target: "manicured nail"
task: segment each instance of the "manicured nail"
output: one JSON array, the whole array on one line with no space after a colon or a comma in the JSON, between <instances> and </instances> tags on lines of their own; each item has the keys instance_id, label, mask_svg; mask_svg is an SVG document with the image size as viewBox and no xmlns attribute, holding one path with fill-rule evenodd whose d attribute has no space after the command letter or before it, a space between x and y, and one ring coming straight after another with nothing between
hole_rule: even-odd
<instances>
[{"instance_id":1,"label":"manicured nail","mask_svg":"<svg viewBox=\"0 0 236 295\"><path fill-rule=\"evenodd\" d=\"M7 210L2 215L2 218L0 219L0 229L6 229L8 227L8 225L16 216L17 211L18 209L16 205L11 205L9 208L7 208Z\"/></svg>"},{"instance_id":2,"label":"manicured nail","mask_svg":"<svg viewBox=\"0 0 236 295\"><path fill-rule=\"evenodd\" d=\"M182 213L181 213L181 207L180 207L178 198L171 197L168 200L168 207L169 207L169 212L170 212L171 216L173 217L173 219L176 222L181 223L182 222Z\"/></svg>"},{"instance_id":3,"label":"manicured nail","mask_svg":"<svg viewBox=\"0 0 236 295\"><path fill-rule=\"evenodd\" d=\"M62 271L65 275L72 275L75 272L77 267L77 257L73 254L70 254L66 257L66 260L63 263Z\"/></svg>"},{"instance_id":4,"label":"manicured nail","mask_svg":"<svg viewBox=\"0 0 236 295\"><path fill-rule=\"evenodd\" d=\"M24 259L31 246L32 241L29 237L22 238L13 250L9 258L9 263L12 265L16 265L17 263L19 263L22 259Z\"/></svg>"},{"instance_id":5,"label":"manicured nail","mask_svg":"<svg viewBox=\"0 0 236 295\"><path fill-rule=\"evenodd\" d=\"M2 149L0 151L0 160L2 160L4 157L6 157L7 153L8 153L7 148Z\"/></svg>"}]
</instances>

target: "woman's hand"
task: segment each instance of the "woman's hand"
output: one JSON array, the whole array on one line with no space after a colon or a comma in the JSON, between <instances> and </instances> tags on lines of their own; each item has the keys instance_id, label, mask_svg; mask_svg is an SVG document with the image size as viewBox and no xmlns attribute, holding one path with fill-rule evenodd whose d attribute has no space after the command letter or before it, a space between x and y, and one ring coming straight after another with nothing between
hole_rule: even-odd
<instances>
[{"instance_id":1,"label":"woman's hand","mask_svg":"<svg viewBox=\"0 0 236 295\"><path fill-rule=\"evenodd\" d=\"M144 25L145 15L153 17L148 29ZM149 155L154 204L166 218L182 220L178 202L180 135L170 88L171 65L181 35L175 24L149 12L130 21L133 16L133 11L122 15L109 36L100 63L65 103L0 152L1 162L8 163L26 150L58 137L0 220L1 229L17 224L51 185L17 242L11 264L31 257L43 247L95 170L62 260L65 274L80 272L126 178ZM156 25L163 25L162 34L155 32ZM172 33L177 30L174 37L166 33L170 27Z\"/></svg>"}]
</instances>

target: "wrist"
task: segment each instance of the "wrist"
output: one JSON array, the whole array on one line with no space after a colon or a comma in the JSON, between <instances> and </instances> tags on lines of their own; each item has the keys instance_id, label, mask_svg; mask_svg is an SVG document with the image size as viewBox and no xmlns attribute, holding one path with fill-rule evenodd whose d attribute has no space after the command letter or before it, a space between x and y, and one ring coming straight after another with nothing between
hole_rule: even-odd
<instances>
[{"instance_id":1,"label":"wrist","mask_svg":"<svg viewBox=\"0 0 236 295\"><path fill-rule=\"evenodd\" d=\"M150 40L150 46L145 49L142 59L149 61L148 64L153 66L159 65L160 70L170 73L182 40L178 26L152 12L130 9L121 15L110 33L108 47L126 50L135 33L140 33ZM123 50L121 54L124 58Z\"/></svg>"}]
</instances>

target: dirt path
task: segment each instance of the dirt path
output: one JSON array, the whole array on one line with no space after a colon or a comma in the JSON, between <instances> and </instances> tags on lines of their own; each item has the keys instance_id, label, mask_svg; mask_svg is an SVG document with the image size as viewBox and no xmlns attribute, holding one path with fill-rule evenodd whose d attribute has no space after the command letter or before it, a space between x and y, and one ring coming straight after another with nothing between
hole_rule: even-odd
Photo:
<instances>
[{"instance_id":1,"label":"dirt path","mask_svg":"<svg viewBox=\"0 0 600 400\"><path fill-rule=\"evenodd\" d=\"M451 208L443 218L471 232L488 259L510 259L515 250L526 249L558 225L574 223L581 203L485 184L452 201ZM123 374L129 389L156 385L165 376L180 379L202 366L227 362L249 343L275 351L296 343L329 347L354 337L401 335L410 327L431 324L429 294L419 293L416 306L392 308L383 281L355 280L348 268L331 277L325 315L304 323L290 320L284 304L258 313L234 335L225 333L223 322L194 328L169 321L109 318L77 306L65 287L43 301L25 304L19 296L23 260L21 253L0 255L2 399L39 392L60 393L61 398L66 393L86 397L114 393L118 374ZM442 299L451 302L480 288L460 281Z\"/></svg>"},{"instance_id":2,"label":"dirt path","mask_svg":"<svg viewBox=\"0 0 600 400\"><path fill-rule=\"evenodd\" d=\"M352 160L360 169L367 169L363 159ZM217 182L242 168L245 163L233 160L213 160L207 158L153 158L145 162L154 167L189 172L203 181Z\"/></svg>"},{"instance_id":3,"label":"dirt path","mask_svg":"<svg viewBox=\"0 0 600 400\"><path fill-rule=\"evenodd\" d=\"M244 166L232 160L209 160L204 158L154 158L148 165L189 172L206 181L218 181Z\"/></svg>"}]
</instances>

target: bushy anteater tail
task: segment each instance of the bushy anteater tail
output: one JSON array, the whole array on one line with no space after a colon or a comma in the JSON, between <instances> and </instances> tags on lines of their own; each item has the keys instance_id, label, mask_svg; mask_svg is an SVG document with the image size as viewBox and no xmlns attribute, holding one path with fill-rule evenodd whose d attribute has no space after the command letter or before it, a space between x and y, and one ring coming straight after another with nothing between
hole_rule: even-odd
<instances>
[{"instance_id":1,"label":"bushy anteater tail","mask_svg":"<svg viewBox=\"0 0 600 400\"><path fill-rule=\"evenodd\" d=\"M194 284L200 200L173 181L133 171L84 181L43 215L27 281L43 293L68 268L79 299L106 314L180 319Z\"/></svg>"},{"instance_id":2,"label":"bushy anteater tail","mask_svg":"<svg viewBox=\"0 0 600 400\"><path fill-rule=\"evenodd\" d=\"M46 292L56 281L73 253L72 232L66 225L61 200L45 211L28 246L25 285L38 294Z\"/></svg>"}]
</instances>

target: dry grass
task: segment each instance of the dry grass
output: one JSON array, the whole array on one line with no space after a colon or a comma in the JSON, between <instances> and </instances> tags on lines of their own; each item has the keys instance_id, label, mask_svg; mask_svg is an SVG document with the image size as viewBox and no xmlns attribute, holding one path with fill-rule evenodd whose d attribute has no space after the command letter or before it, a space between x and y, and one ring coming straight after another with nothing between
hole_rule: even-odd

— Work to complete —
Repeat the entire listing above without changing a word.

— Output for this exercise —
target: "manicured nail"
task: segment each instance of the "manicured nail"
output: one JSON array, the whole array on one line with no space after a colon or a comma in the JSON, between <instances> and </instances> tags on lines of their own; each item has the keys instance_id, label, mask_svg; mask_svg is an SVG document with the image size as viewBox and no xmlns attribute, holding one path with fill-rule evenodd whose d attribute has no space after the command letter or before it, a space between x and y, and one ring coming straight after another with nothing between
hole_rule: even-odd
<instances>
[{"instance_id":1,"label":"manicured nail","mask_svg":"<svg viewBox=\"0 0 236 295\"><path fill-rule=\"evenodd\" d=\"M7 210L2 215L2 218L0 219L0 229L6 229L8 227L8 225L16 216L17 211L18 209L16 205L11 205L9 208L7 208Z\"/></svg>"},{"instance_id":2,"label":"manicured nail","mask_svg":"<svg viewBox=\"0 0 236 295\"><path fill-rule=\"evenodd\" d=\"M182 213L181 213L181 207L180 207L178 198L171 197L168 200L168 207L169 207L169 212L170 212L171 216L173 217L173 219L176 222L181 223L182 222Z\"/></svg>"},{"instance_id":3,"label":"manicured nail","mask_svg":"<svg viewBox=\"0 0 236 295\"><path fill-rule=\"evenodd\" d=\"M62 271L65 275L72 275L75 272L77 267L77 257L73 254L70 254L66 257L66 260L63 263Z\"/></svg>"},{"instance_id":4,"label":"manicured nail","mask_svg":"<svg viewBox=\"0 0 236 295\"><path fill-rule=\"evenodd\" d=\"M24 259L31 246L32 241L29 237L22 238L13 250L9 258L9 263L12 265L16 265L17 263L19 263L22 259Z\"/></svg>"},{"instance_id":5,"label":"manicured nail","mask_svg":"<svg viewBox=\"0 0 236 295\"><path fill-rule=\"evenodd\" d=\"M2 149L0 151L0 160L2 160L4 157L6 157L7 153L8 153L7 148Z\"/></svg>"}]
</instances>

target: "woman's hand"
task: segment each instance of the "woman's hand"
output: one JSON array, the whole array on one line with no space after a colon or a comma in the JSON, between <instances> and </instances> tags on lines of their own; each item has the keys instance_id, label, mask_svg; mask_svg is an SVG document with the image size as viewBox and no xmlns attribute, holding one path with fill-rule evenodd whose d attribute has no space after the command letter or before it, a space between x and y, and one ring coming straight after another with nothing between
hole_rule: even-odd
<instances>
[{"instance_id":1,"label":"woman's hand","mask_svg":"<svg viewBox=\"0 0 236 295\"><path fill-rule=\"evenodd\" d=\"M144 25L145 15L153 17L148 29ZM149 155L154 204L166 218L182 220L178 202L180 135L170 88L171 65L181 35L175 24L149 12L130 21L133 16L133 11L122 15L109 36L100 63L65 103L0 152L1 162L8 163L26 150L58 137L0 220L1 229L17 224L51 185L17 242L11 264L31 257L43 247L95 170L62 260L65 274L80 272L126 178ZM156 25L163 25L162 34L155 32ZM172 33L177 30L174 37L166 33L170 27Z\"/></svg>"}]
</instances>

target: "wrist"
task: segment each instance of the "wrist"
output: one JSON array, the whole array on one line with no space after a colon or a comma in the JSON, between <instances> and </instances> tags on lines of their own; each item has the keys instance_id, label, mask_svg; mask_svg is an SVG document with the image size as viewBox and no xmlns attribute, holding one path with fill-rule evenodd whose d attribute has no space after the command letter or before it, a space between x and y, and one ring coming straight after another with nothing between
hole_rule: even-odd
<instances>
[{"instance_id":1,"label":"wrist","mask_svg":"<svg viewBox=\"0 0 236 295\"><path fill-rule=\"evenodd\" d=\"M150 40L150 46L145 49L142 59L149 61L148 64L153 66L159 65L160 70L170 73L182 40L178 26L152 12L130 9L121 15L110 33L108 47L126 50L135 33L140 33ZM123 50L121 54L124 58Z\"/></svg>"}]
</instances>

target: dirt path
task: segment each instance of the dirt path
output: one JSON array, the whole array on one line with no space after a colon or a comma in the JSON, between <instances> and </instances> tags on lines of their own; each item has the keys instance_id, label, mask_svg; mask_svg is an SVG document with the image size as viewBox and no xmlns attribute, holding one path with fill-rule evenodd whose d attribute has no space after the command letter or before it, a space between x and y, and one ring coming straight after another with nothing between
hole_rule: even-odd
Photo:
<instances>
[{"instance_id":1,"label":"dirt path","mask_svg":"<svg viewBox=\"0 0 600 400\"><path fill-rule=\"evenodd\" d=\"M451 208L443 218L471 232L488 259L510 259L515 250L526 249L558 225L574 223L581 203L485 184L452 201ZM123 374L129 389L156 385L165 376L180 379L202 366L227 362L249 343L275 351L296 343L329 347L354 337L401 335L410 327L431 324L429 294L419 293L416 306L392 308L383 281L355 280L348 268L331 277L325 315L304 323L290 320L284 304L258 313L234 335L225 333L223 322L194 328L169 321L109 318L77 306L65 287L43 301L25 304L19 296L23 260L21 253L0 255L2 399L39 392L60 393L61 398L66 393L86 397L114 393L118 374ZM442 299L451 302L480 288L460 281Z\"/></svg>"},{"instance_id":2,"label":"dirt path","mask_svg":"<svg viewBox=\"0 0 600 400\"><path fill-rule=\"evenodd\" d=\"M352 160L360 169L367 169L363 159ZM217 182L242 168L245 163L233 160L213 160L207 158L153 158L145 162L154 167L189 172L203 181Z\"/></svg>"},{"instance_id":3,"label":"dirt path","mask_svg":"<svg viewBox=\"0 0 600 400\"><path fill-rule=\"evenodd\" d=\"M244 166L232 160L209 160L204 158L154 158L148 165L189 172L206 181L218 181Z\"/></svg>"}]
</instances>

target: bushy anteater tail
task: segment each instance of the bushy anteater tail
output: one JSON array, the whole array on one line with no space after a colon or a comma in the JSON, between <instances> and </instances> tags on lines of their own; each item has the keys instance_id, label, mask_svg; mask_svg is an SVG document with the image size as viewBox and no xmlns attribute, holding one path with fill-rule evenodd whose d attribute has no space after the command letter or before it, a space between x and y, and one ring coming straight after another with nothing between
hole_rule: even-odd
<instances>
[{"instance_id":1,"label":"bushy anteater tail","mask_svg":"<svg viewBox=\"0 0 600 400\"><path fill-rule=\"evenodd\" d=\"M194 284L200 200L173 181L133 171L84 181L43 215L27 281L43 293L68 268L79 299L106 314L180 319Z\"/></svg>"},{"instance_id":2,"label":"bushy anteater tail","mask_svg":"<svg viewBox=\"0 0 600 400\"><path fill-rule=\"evenodd\" d=\"M46 292L56 281L73 253L72 232L66 225L61 200L45 211L28 246L25 285L38 294Z\"/></svg>"}]
</instances>

target: dry grass
task: segment each instance of the dry grass
output: one JSON array, the whole array on one line with no space after a colon or a comma in the JSON, between <instances> and </instances> tags on lines of their own; each item has the keys instance_id, label, mask_svg; mask_svg is an SVG document with the image size as viewBox and no xmlns attribute, holding one path with fill-rule evenodd whose d attribute has no space after the command letter or before it, a space between x and y, and one ring coming straight after another with nothing between
hole_rule: even-odd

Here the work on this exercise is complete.